#### Source:
++++++++++++++++++++

2.1.3. Les antécédents de la motivation

La perception de la relation entre les attentes de l’entrepreneur et les résultats est mesurée à l’aide de cinq items recouvrant les principales dimensions de la performance d’une entreprise : vous vous engagez dans votre projet avec l’objectif de faire des bénéfices importants ; votre objectif est de développer rapidement votre affaire ; vous pensez pouvoir assumer vos emprunts sans difficulté ; votre but d’entrepreneur est d’obtenir une certaine indépendance ; votre entreprise est un moyen de mieux contrôler votre destin.

++++++++++++++++++++

#### Enregistrements d'entrée:
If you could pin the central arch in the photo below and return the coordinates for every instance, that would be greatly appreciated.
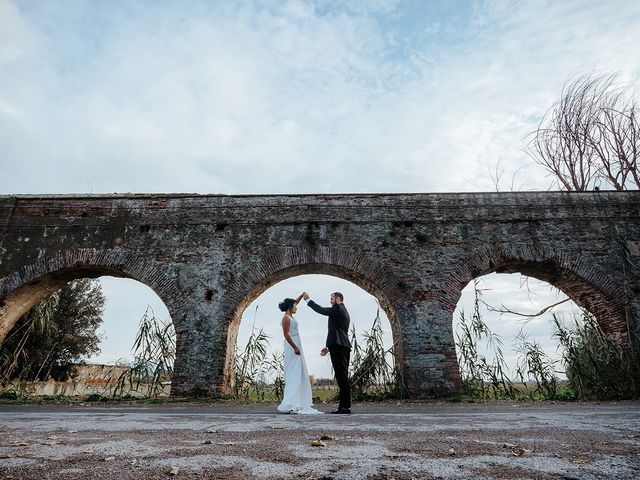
(359, 271)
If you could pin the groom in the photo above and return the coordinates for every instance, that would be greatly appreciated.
(338, 345)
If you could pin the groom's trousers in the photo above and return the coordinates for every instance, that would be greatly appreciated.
(340, 361)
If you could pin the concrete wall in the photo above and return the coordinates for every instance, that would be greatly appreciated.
(208, 257)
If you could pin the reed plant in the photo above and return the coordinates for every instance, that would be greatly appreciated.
(154, 354)
(484, 375)
(374, 375)
(597, 367)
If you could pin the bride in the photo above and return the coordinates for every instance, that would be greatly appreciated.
(297, 388)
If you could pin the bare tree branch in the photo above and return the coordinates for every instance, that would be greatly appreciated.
(590, 135)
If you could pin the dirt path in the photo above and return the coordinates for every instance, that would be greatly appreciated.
(380, 441)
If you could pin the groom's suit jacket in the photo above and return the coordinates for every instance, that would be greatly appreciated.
(338, 333)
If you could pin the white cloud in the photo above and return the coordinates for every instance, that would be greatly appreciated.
(290, 97)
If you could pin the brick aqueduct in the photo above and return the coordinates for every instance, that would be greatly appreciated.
(209, 256)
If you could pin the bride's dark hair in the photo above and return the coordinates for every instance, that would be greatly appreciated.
(286, 304)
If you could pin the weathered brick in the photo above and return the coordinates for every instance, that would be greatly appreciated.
(209, 256)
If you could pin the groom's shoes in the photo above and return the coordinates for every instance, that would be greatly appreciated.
(345, 411)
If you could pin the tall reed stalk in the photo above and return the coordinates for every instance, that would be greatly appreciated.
(154, 353)
(373, 371)
(596, 366)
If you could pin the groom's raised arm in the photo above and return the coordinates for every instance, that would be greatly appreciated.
(318, 309)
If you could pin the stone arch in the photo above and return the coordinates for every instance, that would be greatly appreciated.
(585, 283)
(32, 283)
(273, 268)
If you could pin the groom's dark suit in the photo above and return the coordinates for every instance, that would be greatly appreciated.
(339, 346)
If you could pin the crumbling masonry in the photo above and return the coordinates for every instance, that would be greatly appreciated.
(209, 256)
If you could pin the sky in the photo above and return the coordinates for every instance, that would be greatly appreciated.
(244, 97)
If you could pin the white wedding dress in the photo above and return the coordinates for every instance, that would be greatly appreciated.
(297, 387)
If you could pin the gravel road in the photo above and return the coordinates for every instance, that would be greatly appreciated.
(378, 441)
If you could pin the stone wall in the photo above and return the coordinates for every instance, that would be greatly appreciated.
(208, 257)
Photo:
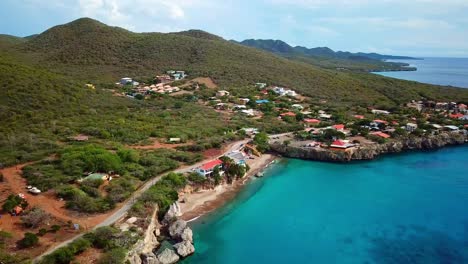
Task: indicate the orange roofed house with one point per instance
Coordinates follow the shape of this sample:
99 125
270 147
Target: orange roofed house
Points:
208 168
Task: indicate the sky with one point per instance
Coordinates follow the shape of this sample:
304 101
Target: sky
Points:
424 28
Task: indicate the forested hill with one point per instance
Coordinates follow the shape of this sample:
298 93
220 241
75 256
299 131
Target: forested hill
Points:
89 50
278 46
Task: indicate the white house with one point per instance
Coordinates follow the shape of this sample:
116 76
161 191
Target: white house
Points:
380 112
410 127
208 168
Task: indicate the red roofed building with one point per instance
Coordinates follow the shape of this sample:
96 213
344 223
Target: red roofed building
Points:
341 144
207 168
456 116
311 121
339 127
381 134
288 114
378 121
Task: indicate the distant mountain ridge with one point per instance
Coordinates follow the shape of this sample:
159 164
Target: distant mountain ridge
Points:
281 47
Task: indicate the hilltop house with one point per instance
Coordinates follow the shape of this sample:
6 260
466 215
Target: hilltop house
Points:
222 93
410 127
342 144
380 112
208 168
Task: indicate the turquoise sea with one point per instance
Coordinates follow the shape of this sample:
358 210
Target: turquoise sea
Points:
440 71
407 208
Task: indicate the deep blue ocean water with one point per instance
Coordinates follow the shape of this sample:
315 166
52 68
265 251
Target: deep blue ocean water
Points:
408 208
441 71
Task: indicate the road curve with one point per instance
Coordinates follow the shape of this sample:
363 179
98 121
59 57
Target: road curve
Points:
122 211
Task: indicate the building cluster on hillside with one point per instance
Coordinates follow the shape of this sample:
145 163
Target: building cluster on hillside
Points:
161 85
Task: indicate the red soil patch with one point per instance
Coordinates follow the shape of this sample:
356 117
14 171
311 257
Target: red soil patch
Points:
212 153
158 145
89 256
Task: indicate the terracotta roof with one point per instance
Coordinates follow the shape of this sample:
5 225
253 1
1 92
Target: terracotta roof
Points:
381 134
338 127
338 143
210 165
288 114
312 120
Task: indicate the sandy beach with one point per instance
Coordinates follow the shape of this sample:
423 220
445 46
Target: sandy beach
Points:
199 203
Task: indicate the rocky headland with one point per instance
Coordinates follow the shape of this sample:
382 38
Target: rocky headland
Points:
371 151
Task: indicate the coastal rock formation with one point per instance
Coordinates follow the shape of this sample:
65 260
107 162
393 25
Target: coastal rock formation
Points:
173 212
369 152
187 235
142 251
184 248
168 256
149 258
177 228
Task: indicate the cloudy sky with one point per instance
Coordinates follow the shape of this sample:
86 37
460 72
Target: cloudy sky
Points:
400 27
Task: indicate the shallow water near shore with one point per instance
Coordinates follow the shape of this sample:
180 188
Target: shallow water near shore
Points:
408 208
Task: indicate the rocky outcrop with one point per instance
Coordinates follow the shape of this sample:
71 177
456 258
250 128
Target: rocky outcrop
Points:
177 228
149 258
168 256
142 251
173 213
372 151
187 235
184 248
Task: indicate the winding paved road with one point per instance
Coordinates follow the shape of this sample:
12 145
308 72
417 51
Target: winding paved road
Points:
122 211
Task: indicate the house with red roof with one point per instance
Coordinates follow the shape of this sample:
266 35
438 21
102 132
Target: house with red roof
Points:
456 116
381 134
379 121
207 168
341 144
338 127
291 114
311 121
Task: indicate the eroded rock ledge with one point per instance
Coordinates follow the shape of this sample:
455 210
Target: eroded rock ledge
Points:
372 151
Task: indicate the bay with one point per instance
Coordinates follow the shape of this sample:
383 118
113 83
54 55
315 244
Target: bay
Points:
439 71
408 208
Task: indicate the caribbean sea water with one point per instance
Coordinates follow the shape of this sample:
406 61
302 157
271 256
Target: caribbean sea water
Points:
408 208
441 71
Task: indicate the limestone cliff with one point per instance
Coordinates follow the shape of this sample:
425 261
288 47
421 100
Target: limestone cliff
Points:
372 151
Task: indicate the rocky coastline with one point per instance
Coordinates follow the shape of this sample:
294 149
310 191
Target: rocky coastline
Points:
371 151
164 243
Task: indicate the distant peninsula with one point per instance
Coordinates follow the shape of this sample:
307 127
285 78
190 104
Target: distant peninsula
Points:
328 58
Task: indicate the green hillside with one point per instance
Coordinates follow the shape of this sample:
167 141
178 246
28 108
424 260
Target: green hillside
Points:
90 50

++++++++++++++++++++

#### Objectifs:
**A)** Repérez, s'il vous plaît, chaque ligne des enregistrements qui contient le mot « deep », puis recopiez ces lignes.
**B)** Prolongez le texte sur les antécédents de la motivation à partir de sa dernière phrase.

#### Tâches résolues:
**A)**
Task: indicate the deep blue ocean water with one point per instance
Target: deep blue ocean water

**B)**
La perception de la relation entre les actions prises par l’entrepreneur et les résultats est évaluée à l’aide de six items : passer du temps pour la vie de l’entreprise est une source de satisfaction en elle-même ; entretenir le contact avec les partenaires de l’entreprise (clients, fournisseurs, etc.) renforce l’implication ; suivre régulièrement les résultats de l’entreprise est stimulant ; s’engager dans les démarches commerciales est important pour le développement de l’entreprise ; entretenir une bonne relation avec les banques est un bon moyen pour faciliter le passage de moments difficiles ; être rigoureux dans la gestion permet une meilleure performance de l’entreprise.

La mesure des perceptions est réalisée à l’aide d’une échelle en cinq points (tout à fait d’accord, moyennement d’accord, pas d’opinion, moyennement en désaccord, tout à fait en désaccord).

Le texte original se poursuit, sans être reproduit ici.